**What you are asked to do**
Please output exactly the part of the records below that opens with the line containing "Target: red sleeve" and closes with the line containing "written like (621,437).", both lines included, and nothing else.

**Data provided**
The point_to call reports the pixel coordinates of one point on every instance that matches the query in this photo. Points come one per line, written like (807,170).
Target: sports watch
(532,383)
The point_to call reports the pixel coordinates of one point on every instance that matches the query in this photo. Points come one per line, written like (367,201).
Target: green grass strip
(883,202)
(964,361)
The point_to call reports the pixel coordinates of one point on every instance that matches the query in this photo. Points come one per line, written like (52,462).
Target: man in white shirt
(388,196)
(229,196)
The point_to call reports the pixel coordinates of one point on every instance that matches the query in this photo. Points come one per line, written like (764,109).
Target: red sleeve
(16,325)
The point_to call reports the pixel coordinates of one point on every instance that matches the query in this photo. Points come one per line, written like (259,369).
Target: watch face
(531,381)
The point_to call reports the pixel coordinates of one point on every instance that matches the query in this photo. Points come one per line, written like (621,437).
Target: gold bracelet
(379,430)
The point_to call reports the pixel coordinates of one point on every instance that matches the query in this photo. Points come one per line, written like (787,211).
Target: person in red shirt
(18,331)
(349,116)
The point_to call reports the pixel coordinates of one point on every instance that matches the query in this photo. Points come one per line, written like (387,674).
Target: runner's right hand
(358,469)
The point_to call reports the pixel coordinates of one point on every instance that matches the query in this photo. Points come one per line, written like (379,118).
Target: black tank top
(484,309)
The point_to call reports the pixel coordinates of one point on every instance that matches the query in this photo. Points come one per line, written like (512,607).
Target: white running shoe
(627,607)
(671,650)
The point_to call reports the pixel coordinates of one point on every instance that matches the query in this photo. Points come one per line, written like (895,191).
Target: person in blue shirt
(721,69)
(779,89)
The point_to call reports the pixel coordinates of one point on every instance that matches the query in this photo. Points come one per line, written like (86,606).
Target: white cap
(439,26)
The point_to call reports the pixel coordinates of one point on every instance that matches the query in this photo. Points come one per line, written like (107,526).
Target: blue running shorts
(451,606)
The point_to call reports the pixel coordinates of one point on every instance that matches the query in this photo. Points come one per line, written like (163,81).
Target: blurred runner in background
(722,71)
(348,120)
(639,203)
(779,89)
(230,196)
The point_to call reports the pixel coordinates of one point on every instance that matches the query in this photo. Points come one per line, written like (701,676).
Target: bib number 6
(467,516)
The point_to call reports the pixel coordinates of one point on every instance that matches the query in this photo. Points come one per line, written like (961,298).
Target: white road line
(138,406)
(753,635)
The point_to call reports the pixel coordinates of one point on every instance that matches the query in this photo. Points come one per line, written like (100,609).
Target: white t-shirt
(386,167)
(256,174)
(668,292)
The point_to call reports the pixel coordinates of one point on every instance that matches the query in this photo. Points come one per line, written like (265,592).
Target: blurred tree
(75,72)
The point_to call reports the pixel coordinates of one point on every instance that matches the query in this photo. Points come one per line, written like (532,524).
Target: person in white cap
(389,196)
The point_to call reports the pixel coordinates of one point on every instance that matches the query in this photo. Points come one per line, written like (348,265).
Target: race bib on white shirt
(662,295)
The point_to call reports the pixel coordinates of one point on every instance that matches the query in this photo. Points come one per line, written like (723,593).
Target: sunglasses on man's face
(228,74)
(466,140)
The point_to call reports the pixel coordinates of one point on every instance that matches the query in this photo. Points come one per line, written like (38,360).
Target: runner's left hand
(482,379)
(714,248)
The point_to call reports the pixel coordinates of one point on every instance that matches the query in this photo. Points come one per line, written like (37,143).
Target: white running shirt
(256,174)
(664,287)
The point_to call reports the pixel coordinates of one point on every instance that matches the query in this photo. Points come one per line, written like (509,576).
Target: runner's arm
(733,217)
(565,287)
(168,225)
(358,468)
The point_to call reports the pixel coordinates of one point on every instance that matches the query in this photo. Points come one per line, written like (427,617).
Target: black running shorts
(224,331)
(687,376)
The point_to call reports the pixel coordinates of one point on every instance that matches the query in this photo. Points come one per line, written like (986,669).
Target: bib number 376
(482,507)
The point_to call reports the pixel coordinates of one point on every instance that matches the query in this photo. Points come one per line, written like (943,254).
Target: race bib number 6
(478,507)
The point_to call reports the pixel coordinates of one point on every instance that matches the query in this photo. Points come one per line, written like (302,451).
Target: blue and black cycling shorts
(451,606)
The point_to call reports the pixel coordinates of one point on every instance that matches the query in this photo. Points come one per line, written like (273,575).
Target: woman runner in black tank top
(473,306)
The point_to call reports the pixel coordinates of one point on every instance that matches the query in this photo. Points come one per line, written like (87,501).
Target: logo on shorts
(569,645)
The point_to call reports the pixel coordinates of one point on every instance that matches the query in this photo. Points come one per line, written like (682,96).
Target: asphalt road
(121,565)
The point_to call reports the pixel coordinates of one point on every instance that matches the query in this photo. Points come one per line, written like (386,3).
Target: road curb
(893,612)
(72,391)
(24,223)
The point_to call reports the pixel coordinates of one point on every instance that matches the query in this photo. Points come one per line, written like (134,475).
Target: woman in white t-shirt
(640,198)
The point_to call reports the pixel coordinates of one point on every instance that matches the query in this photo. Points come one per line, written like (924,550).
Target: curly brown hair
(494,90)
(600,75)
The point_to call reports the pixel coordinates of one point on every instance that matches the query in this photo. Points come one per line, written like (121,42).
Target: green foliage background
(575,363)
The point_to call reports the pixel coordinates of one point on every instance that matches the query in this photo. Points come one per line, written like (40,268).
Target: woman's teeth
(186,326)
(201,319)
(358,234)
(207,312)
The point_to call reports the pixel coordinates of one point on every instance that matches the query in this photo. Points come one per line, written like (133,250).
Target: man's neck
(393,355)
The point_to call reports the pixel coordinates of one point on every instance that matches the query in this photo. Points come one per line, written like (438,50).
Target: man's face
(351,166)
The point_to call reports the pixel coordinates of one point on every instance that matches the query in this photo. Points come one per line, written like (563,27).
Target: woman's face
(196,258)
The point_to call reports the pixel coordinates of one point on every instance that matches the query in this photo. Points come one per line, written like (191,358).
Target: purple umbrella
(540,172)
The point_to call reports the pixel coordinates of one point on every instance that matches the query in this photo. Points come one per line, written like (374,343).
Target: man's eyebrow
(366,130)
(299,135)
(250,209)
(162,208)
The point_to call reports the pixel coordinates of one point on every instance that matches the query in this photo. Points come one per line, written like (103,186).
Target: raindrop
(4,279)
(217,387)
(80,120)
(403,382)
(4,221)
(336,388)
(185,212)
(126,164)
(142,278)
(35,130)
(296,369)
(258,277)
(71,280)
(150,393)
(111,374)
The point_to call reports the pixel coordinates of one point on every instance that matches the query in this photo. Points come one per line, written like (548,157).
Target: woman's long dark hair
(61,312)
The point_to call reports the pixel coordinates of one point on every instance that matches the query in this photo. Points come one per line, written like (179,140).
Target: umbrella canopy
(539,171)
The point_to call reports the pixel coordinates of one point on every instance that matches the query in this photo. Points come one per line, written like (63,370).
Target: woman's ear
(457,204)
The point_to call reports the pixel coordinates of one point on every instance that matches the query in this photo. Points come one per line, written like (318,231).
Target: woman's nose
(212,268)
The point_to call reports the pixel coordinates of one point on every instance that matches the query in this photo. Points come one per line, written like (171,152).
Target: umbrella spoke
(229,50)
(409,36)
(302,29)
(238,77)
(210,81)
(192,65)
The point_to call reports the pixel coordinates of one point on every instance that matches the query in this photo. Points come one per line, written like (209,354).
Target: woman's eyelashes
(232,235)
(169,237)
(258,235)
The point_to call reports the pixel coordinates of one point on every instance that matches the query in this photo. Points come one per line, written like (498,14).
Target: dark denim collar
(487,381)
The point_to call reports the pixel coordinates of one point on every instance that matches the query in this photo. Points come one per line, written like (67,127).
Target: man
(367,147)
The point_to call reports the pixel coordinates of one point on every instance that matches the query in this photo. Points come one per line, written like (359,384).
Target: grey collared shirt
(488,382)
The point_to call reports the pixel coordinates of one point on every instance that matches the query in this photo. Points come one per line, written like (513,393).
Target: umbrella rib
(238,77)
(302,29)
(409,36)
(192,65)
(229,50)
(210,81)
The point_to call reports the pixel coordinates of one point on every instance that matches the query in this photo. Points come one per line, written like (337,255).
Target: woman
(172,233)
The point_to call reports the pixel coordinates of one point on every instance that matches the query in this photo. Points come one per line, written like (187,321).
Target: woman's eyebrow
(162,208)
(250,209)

**Your response**
Target: red sleeve
(16,325)
The point_to call reports the pixel coordinates of one point on every instance that matches the query in this photo. Points come one per line, written like (259,369).
Target: watch face
(531,381)
The point_to call reports the pixel coordinates of one point on every instance that matches the query in this photo. Points come one per line, written like (621,437).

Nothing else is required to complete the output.